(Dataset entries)

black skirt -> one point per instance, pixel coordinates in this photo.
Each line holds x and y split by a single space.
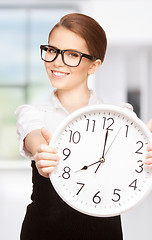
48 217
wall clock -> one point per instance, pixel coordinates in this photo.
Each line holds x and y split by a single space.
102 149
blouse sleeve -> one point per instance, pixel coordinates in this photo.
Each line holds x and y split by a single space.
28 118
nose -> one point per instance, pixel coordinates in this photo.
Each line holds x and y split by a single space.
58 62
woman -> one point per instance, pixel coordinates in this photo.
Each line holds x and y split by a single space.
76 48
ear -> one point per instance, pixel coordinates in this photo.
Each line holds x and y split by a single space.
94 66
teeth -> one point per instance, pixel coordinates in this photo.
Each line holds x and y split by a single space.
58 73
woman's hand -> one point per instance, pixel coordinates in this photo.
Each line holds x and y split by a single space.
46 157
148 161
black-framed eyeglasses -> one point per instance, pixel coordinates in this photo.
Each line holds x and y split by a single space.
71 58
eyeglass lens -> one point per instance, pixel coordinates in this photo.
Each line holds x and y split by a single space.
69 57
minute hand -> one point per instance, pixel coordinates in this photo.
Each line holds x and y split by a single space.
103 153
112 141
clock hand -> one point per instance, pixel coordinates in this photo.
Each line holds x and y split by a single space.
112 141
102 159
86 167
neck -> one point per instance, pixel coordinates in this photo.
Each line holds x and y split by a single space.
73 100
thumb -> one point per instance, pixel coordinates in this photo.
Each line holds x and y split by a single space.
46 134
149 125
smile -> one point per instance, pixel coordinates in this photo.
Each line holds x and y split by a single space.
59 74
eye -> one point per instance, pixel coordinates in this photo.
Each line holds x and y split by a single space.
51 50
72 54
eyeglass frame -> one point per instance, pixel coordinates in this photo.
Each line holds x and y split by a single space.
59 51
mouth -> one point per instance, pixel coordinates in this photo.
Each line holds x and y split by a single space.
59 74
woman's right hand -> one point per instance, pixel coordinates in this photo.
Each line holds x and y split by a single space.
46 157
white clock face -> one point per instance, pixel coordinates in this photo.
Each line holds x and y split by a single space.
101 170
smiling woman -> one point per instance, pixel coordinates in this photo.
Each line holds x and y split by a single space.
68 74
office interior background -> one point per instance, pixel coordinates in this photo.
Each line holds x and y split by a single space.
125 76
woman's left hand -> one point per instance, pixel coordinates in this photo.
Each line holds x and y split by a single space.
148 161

---

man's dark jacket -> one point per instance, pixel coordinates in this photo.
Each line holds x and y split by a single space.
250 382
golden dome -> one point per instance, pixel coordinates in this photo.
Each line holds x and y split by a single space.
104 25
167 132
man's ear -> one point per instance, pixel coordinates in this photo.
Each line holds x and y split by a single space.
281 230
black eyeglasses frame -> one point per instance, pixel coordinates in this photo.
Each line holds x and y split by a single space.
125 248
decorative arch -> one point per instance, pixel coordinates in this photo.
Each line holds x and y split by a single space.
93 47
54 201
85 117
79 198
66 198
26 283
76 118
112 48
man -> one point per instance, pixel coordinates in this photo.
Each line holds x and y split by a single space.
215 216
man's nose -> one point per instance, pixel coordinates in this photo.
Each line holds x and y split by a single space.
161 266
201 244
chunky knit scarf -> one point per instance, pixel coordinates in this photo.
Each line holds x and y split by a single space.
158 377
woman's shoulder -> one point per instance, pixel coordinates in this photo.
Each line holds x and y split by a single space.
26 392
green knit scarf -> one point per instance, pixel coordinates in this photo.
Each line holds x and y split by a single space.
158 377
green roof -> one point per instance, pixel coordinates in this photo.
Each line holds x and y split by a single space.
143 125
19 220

TASK STATEMENT: Search the data above for the string "nose" and copy each line that has it.

PROBLEM SOLUTION:
nose -> one point per instance, pixel coordinates in this photo.
man's nose -> one point per instance, pixel coordinates in this photo.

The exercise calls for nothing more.